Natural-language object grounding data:
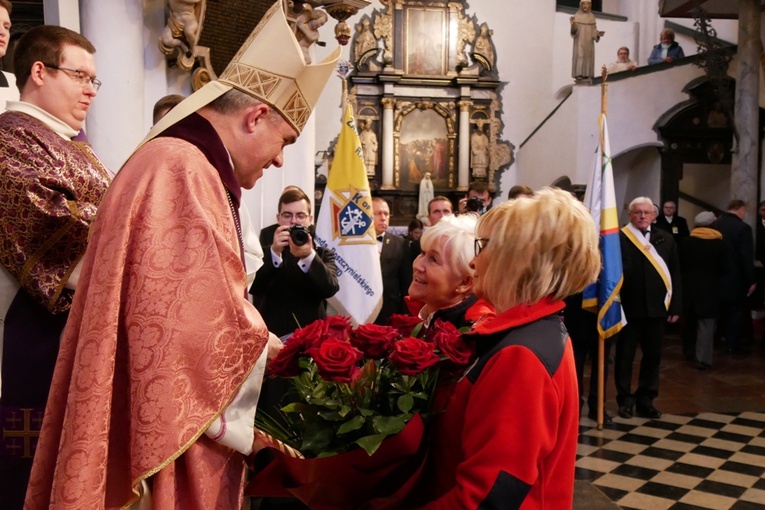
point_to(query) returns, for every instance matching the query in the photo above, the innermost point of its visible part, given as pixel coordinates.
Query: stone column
(387, 153)
(463, 168)
(115, 121)
(744, 170)
(64, 13)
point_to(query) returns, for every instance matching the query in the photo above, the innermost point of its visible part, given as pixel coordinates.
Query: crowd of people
(131, 336)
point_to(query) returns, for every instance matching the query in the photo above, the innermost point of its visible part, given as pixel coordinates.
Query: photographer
(478, 199)
(297, 278)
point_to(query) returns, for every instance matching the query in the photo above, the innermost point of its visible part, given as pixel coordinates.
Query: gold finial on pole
(604, 91)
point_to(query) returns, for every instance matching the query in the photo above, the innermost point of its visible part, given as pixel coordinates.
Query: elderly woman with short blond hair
(442, 279)
(508, 436)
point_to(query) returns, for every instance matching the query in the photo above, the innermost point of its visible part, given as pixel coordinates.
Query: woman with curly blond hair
(508, 436)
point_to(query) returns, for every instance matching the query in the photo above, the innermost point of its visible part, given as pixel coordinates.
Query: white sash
(649, 250)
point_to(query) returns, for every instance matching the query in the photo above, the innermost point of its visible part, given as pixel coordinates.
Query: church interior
(468, 90)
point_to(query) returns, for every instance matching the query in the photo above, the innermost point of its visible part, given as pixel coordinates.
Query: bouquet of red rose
(355, 411)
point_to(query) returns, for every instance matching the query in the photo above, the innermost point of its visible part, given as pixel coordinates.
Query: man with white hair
(650, 298)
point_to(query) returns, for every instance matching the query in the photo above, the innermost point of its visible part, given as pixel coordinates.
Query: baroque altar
(425, 85)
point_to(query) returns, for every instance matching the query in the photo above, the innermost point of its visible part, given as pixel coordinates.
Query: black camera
(299, 235)
(474, 204)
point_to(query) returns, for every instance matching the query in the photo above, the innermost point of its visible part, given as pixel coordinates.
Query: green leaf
(405, 402)
(389, 425)
(354, 423)
(330, 415)
(316, 440)
(371, 443)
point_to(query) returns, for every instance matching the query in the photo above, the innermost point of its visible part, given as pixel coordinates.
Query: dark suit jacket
(703, 262)
(737, 236)
(643, 289)
(285, 291)
(396, 268)
(759, 253)
(678, 223)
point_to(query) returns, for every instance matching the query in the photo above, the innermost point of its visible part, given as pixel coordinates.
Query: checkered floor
(704, 461)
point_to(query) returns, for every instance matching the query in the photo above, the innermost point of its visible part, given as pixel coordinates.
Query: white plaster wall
(115, 120)
(534, 66)
(634, 105)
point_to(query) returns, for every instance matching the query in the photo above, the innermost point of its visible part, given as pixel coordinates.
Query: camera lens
(299, 235)
(474, 204)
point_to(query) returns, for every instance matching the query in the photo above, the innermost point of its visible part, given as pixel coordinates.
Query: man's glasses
(480, 244)
(287, 216)
(80, 77)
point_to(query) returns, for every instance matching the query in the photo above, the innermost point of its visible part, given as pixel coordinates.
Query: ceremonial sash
(649, 250)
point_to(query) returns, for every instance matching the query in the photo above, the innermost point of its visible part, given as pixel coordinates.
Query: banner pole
(601, 339)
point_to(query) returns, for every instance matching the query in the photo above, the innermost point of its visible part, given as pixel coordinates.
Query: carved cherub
(181, 31)
(307, 29)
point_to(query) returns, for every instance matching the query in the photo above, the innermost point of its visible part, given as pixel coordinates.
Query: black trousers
(648, 333)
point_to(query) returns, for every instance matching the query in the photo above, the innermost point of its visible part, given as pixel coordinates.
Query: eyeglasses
(287, 216)
(480, 244)
(80, 77)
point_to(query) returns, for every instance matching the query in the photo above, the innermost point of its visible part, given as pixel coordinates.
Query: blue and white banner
(602, 297)
(345, 226)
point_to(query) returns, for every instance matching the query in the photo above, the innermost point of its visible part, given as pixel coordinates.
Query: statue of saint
(426, 195)
(307, 29)
(585, 35)
(365, 39)
(483, 45)
(368, 140)
(479, 152)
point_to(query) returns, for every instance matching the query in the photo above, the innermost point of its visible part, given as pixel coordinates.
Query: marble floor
(706, 452)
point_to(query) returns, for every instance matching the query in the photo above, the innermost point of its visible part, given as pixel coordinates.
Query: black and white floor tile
(706, 461)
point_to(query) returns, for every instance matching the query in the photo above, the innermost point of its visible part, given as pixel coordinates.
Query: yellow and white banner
(345, 226)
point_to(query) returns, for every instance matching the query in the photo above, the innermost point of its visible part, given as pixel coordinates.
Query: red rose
(373, 340)
(312, 335)
(336, 360)
(338, 326)
(405, 324)
(285, 364)
(450, 342)
(412, 356)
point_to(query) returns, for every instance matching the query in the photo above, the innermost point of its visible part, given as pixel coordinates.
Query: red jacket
(508, 437)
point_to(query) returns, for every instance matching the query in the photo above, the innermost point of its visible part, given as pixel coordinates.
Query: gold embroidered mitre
(270, 67)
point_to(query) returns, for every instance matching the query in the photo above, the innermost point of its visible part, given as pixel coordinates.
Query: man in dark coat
(651, 297)
(672, 223)
(739, 282)
(395, 263)
(703, 262)
(295, 281)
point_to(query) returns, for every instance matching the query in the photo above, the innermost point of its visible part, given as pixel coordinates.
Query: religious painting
(423, 148)
(426, 42)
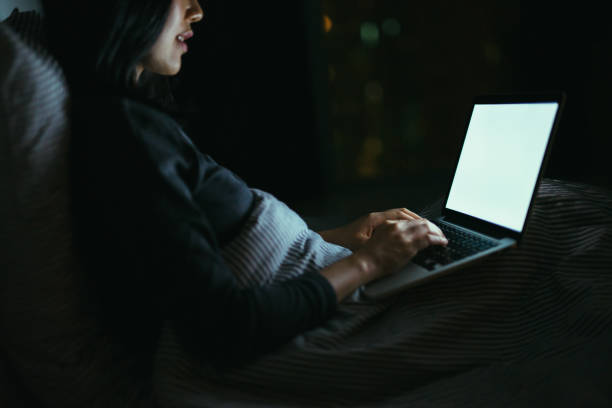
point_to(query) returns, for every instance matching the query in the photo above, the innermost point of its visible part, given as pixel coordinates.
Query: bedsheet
(489, 335)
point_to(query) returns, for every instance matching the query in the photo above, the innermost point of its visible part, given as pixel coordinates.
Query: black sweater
(151, 212)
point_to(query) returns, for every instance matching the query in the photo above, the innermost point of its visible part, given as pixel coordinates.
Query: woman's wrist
(332, 236)
(350, 273)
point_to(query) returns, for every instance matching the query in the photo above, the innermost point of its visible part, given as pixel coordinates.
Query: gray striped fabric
(444, 343)
(276, 245)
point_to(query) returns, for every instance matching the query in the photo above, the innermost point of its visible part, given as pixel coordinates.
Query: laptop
(500, 164)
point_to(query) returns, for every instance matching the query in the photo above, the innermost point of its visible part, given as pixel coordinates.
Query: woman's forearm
(348, 274)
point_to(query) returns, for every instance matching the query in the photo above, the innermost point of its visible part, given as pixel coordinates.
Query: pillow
(56, 348)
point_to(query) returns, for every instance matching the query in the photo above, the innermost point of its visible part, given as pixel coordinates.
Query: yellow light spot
(327, 23)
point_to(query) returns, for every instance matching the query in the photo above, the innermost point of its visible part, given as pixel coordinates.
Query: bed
(530, 327)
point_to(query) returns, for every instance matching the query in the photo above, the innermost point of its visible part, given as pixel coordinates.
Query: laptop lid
(501, 161)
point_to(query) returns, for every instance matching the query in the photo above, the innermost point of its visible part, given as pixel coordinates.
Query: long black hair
(99, 43)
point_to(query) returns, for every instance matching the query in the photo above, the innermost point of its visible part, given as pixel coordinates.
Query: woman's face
(166, 53)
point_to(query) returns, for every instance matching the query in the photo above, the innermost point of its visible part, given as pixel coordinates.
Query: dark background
(336, 122)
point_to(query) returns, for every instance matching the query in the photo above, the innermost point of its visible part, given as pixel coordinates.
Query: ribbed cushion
(56, 349)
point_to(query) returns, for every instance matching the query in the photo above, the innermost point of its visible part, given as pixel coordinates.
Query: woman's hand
(354, 235)
(390, 246)
(395, 242)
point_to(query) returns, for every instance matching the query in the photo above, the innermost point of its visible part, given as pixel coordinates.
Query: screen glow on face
(501, 160)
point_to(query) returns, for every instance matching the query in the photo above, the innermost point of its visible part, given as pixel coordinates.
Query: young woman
(152, 212)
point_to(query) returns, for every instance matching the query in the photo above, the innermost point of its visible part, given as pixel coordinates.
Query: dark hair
(99, 44)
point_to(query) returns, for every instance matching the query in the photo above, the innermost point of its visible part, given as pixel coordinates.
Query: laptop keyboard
(461, 244)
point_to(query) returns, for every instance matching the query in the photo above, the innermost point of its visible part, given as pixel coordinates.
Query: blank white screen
(500, 161)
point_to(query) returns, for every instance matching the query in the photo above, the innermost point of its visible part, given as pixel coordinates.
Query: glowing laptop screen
(500, 161)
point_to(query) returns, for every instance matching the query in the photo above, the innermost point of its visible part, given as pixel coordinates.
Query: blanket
(438, 344)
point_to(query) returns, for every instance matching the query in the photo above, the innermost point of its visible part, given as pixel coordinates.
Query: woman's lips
(181, 38)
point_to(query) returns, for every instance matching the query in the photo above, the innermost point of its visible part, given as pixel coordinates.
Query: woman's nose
(194, 12)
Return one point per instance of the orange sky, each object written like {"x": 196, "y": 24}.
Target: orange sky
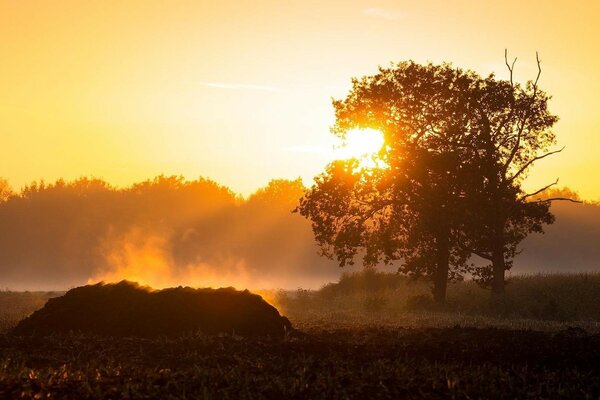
{"x": 240, "y": 91}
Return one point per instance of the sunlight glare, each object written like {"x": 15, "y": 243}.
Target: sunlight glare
{"x": 362, "y": 144}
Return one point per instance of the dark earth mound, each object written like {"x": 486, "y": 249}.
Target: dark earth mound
{"x": 127, "y": 309}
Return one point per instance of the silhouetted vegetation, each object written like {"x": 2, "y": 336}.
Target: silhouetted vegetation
{"x": 449, "y": 179}
{"x": 375, "y": 296}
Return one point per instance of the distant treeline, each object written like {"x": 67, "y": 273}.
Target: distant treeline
{"x": 62, "y": 234}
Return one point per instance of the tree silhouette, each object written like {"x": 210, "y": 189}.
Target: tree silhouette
{"x": 410, "y": 206}
{"x": 5, "y": 190}
{"x": 512, "y": 126}
{"x": 448, "y": 183}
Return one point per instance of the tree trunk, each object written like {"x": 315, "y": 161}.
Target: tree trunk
{"x": 440, "y": 279}
{"x": 498, "y": 268}
{"x": 498, "y": 261}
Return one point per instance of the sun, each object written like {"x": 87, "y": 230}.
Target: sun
{"x": 360, "y": 144}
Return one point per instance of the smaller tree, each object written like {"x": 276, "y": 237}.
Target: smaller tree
{"x": 408, "y": 206}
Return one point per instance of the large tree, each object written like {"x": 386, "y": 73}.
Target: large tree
{"x": 512, "y": 127}
{"x": 408, "y": 206}
{"x": 448, "y": 180}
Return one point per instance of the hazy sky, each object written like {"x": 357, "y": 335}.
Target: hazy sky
{"x": 240, "y": 91}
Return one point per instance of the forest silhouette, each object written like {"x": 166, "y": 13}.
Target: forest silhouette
{"x": 64, "y": 234}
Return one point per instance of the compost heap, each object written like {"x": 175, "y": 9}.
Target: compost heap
{"x": 128, "y": 309}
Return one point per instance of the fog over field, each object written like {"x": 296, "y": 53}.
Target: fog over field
{"x": 168, "y": 231}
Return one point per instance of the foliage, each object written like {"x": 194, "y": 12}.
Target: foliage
{"x": 446, "y": 183}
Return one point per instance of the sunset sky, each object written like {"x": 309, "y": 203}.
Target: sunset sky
{"x": 240, "y": 91}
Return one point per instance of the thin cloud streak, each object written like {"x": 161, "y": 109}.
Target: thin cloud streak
{"x": 309, "y": 149}
{"x": 376, "y": 12}
{"x": 240, "y": 86}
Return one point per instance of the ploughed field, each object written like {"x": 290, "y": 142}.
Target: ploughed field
{"x": 336, "y": 362}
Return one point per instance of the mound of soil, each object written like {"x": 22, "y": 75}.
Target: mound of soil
{"x": 127, "y": 309}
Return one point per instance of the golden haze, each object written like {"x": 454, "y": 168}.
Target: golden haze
{"x": 129, "y": 90}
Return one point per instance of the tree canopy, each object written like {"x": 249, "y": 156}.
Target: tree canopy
{"x": 447, "y": 181}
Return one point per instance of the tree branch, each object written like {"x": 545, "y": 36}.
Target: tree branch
{"x": 558, "y": 199}
{"x": 539, "y": 191}
{"x": 527, "y": 164}
{"x": 511, "y": 67}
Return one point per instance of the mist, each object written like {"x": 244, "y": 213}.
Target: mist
{"x": 168, "y": 232}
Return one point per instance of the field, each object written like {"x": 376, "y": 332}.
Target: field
{"x": 353, "y": 341}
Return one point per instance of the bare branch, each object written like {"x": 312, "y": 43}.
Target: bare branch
{"x": 540, "y": 190}
{"x": 524, "y": 167}
{"x": 537, "y": 78}
{"x": 511, "y": 67}
{"x": 558, "y": 199}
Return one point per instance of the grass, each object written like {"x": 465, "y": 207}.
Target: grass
{"x": 370, "y": 295}
{"x": 369, "y": 336}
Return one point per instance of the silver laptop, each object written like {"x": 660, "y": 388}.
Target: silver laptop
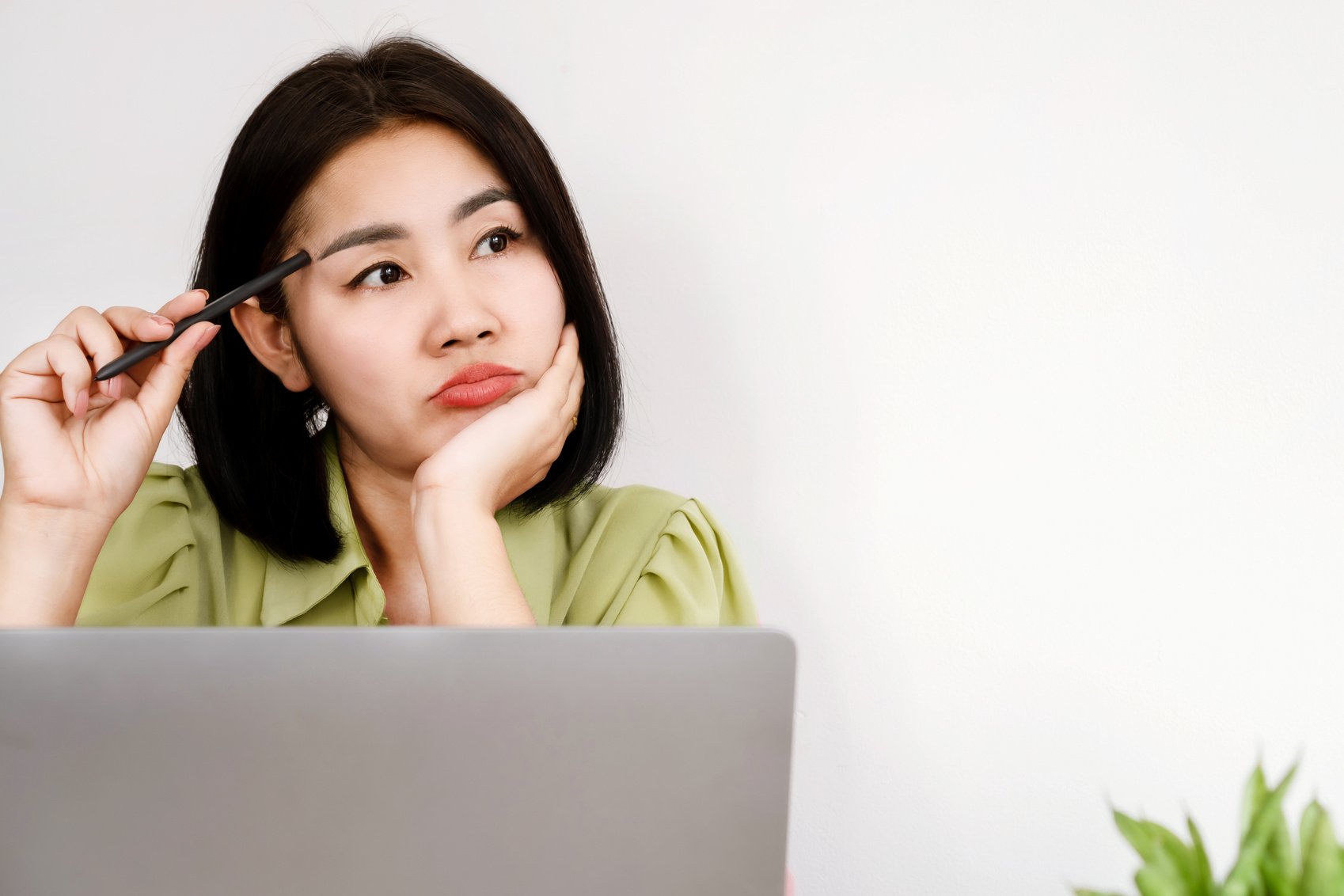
{"x": 568, "y": 762}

Activity: The required output is every line above from the one with "Target: large tree" down to the one with "Return one point per instance of the foliage, each", restated word for word, ends included.

Finished exercise:
Target: large tree
{"x": 512, "y": 127}
{"x": 408, "y": 206}
{"x": 448, "y": 180}
Return one point per instance of the hazy sky, each object written like {"x": 357, "y": 335}.
Target: hazy sky
{"x": 240, "y": 91}
Return one point per instance of the forest silhouette, each object written like {"x": 166, "y": 13}.
Target: forest silhouette
{"x": 64, "y": 234}
Return one point per instance of the compost heap, each object written like {"x": 175, "y": 9}.
Target: compost heap
{"x": 128, "y": 309}
Return one point per instance of the fog over field, each object written like {"x": 296, "y": 53}.
Target: fog over field
{"x": 168, "y": 231}
Return one point per instance of the foliage, each object written like {"x": 194, "y": 12}.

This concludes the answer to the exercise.